GOAL OF THE EXERCISE: Your task is to repeat the data exactly, every line of it.

Region pointing data:
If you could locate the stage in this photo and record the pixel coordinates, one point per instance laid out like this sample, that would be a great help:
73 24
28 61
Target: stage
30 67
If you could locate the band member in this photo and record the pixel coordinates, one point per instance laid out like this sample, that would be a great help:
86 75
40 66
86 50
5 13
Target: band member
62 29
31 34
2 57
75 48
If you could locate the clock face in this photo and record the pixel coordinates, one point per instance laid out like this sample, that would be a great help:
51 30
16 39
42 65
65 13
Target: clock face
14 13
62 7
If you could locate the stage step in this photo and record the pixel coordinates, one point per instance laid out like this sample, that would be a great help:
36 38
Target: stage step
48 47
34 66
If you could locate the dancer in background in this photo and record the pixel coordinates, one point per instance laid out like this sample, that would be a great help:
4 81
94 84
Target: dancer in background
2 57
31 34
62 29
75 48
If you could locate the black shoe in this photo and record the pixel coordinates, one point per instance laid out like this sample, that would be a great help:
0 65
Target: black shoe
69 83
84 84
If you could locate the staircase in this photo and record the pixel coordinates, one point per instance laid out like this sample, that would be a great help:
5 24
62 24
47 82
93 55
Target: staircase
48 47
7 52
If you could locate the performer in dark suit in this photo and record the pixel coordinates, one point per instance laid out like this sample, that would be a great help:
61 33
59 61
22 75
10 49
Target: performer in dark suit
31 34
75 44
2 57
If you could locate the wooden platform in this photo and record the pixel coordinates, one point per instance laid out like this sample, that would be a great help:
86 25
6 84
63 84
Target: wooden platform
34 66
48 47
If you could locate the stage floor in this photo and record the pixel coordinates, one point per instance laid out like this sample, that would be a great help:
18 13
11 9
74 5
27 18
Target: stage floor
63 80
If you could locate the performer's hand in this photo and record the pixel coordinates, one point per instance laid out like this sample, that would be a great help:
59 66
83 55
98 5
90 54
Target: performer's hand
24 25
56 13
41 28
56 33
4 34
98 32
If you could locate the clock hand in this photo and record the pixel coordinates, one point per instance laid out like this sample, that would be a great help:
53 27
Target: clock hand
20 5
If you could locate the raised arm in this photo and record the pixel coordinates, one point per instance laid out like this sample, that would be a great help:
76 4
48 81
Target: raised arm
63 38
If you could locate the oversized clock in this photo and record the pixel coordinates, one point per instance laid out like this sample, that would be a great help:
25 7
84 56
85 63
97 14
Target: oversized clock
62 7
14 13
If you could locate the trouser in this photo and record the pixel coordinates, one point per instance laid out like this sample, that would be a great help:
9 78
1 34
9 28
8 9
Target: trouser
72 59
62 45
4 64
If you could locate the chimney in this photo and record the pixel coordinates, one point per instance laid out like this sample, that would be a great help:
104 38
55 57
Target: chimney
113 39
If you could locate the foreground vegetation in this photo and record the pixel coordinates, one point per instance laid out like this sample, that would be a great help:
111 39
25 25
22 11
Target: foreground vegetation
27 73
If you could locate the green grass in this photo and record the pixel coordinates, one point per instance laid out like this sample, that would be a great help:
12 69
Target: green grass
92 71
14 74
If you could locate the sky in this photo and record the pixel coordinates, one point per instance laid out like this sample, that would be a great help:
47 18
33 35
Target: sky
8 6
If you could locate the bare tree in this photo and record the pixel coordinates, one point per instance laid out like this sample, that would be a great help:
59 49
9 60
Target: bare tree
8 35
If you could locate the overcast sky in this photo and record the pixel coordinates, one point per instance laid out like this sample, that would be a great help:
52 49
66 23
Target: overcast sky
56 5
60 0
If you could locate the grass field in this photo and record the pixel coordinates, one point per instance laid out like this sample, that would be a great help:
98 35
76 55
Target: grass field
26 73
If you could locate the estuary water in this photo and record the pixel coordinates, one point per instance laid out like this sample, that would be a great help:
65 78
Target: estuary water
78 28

OUTPUT BELOW:
If you could locate the stage in this photo and record the pixel coordinates, one point per instance laid out like this sample, that would be a great help:
73 24
28 61
Target: stage
30 67
If you could locate the band member in this photo and record the pixel coordinates, one point per instance laid out like this sample, that would be a great help:
86 75
40 66
86 50
5 13
Target: band member
62 29
31 34
2 57
75 48
If you could locate the clock face in this photo and record the pixel coordinates, one point per instance laid out like this sample, that would be a great help:
51 30
16 39
42 65
65 13
Target: clock face
14 13
62 7
If you could locate the stage step in this photo and record the pixel coordinates, one point per instance laid out like this sample, that would be a great help:
36 38
Target: stage step
48 47
34 66
If you could locate the dancer in background in this photo and record the pixel coordinates, one point per instance laid out like this sample, that would be a great help:
4 81
94 84
Target: dancer in background
2 57
31 34
62 29
75 48
If you could locate the black shoe in this photo and record the pixel coordinates, one point per instance laid out like this sample, that would be a great help:
0 65
Target: black shoe
69 83
84 84
If you could locate the staircase in this photo and record the pixel coordinates, one point per instance laid out like this sample, that would be a great help:
5 24
62 24
47 82
93 55
Target: staircase
48 47
7 52
If you could locate the performer in dark suit in this photo and record the pixel coordinates, one point per instance laid out like this sample, that would be a great help:
61 33
59 61
22 75
10 49
Target: performer in dark suit
31 34
75 44
2 57
If you could locate the wooden platform in this photo and record the pixel coordinates, one point per instance laid out like this sample, that would be a great help:
86 25
6 84
63 84
Target: wooden platform
34 66
48 47
If you could locate the stage floor in this photo and record the pixel coordinates, one point per instance laid out like this sample, that would be a great help:
18 13
11 9
74 5
27 18
Target: stage floor
63 80
If you could locate the performer's hand in this photo and record the pixel coordinates, one point per instance laid out like this sample, that would be a great help:
59 66
83 55
98 5
90 54
Target: performer's hand
24 25
56 13
41 28
56 33
4 34
98 32
If you could locate the clock hand in this photo and record the pixel coordinates, one point per instance laid out like this sample, that would be a great help:
53 27
Target: clock hand
20 5
If you could locate the raised arm in this photo and record the pixel coordinates, one point per instance laid out like this sample, that would be a great help:
76 4
48 81
Target: raised arm
63 38
If you could locate the oversized clock in this photo and record the pixel coordinates, one point per instance laid out like this sample, that would be a great help:
25 7
84 56
85 63
97 14
Target: oversized clock
62 7
14 13
If you could locate the trouser in this photo and record the pixel coordinates, one point per instance laid out like this sample, that would be a great help:
9 78
1 34
9 28
8 9
Target: trouser
72 59
62 45
4 64
If you could locate the chimney in this photo and record the pixel coordinates, one point per instance laid out like this sample, that would be a great help:
104 38
55 57
Target: chimney
113 39
If you could locate the foreground vegetation in this photo and record the pixel coordinates, one point per instance laid out like this sample, that would be a great help:
111 39
25 25
22 11
Target: foreground vegetation
27 73
If you could locate the green grass in this photo and record the pixel coordinates, one point per instance laid out like this sample, that would be a great help:
12 69
Target: green grass
92 71
14 74
If you could locate the sky in this photo and record the pixel coordinates, one point per instance laid out like this sample, that would be a great help:
47 18
33 35
Target: sky
8 6
If you could locate the bare tree in this photo and record the pixel coordinates, one point per instance laid out like this sample, that would be a great help:
59 49
9 60
Target: bare tree
8 35
If you could locate the overcast sky in this photo and record the pixel coordinates, one point per instance laid out like this sample, that would be a great help:
52 49
66 23
Target: overcast sky
56 5
60 0
If you could locate the grass field in this photo and record the pixel coordinates, one point per instance laid out like this sample, that would be a great help:
98 35
76 55
Target: grass field
26 73
If you could locate the estuary water in this photo and record the pixel coordinates, one point per instance laid out like this sample, that would be a great help:
65 78
Target: estuary water
78 28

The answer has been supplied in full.